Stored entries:

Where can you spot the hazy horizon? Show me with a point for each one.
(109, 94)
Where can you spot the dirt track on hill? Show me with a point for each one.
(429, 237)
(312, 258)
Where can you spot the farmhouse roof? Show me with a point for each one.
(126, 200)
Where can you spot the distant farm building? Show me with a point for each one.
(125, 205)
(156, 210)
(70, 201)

---

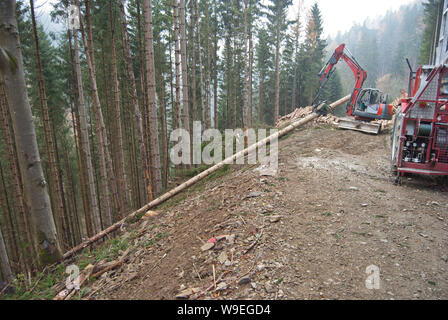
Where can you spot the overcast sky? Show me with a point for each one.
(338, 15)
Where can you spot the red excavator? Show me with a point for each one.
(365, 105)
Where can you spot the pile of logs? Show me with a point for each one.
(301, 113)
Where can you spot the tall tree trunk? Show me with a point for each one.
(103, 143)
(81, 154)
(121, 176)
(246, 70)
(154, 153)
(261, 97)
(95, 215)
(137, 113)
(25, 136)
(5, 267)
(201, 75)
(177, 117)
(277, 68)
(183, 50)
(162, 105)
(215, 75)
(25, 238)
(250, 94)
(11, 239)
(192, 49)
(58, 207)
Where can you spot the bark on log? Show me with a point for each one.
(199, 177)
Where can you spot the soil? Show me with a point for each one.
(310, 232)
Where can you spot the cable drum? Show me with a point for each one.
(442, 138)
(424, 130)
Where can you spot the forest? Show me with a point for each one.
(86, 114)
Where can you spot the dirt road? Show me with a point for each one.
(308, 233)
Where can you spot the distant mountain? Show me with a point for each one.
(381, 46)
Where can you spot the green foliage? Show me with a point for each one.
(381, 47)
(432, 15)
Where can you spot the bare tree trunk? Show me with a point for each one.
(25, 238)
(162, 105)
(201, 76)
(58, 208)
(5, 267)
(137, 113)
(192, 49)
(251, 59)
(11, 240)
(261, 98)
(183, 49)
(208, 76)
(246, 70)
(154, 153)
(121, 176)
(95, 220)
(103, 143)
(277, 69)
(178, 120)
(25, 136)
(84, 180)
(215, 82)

## TASK DIRECTIONS
Pick out each line in the records above that contains the word "dirt", and copy those lines in full.

## THE ANSWER
Where can you spot the dirt track on hill? Show me with a point for each one.
Where can you spot the dirt road? Show me with a point for each one.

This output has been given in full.